Among the entries below, find the lines that hold the word "written" and report them.

[Referring expression data]
_____

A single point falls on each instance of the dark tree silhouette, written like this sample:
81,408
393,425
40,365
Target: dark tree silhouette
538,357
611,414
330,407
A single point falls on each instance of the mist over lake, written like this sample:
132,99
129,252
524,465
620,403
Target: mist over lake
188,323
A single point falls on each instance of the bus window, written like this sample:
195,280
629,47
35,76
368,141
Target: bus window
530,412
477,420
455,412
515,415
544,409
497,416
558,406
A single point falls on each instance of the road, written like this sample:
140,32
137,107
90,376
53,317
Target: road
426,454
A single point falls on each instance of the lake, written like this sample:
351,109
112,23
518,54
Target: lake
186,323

_____

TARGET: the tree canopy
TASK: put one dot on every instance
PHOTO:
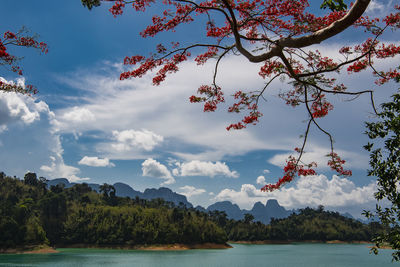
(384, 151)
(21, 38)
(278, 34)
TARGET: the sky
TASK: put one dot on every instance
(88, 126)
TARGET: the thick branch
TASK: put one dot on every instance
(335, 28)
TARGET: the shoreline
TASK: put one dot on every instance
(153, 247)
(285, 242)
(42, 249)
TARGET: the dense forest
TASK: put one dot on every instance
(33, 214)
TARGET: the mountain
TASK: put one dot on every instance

_____

## Task answer
A single point falls on each instance of the dark tree silhouette, written like this sample:
A single point falls on each instance of the mist over lake, written like this sample:
A single point falls on each instance of the bus window, written like this sample:
A single point falls on each instance of the road, written like this sample:
A single point falls on each instance of the lake, written like this sample:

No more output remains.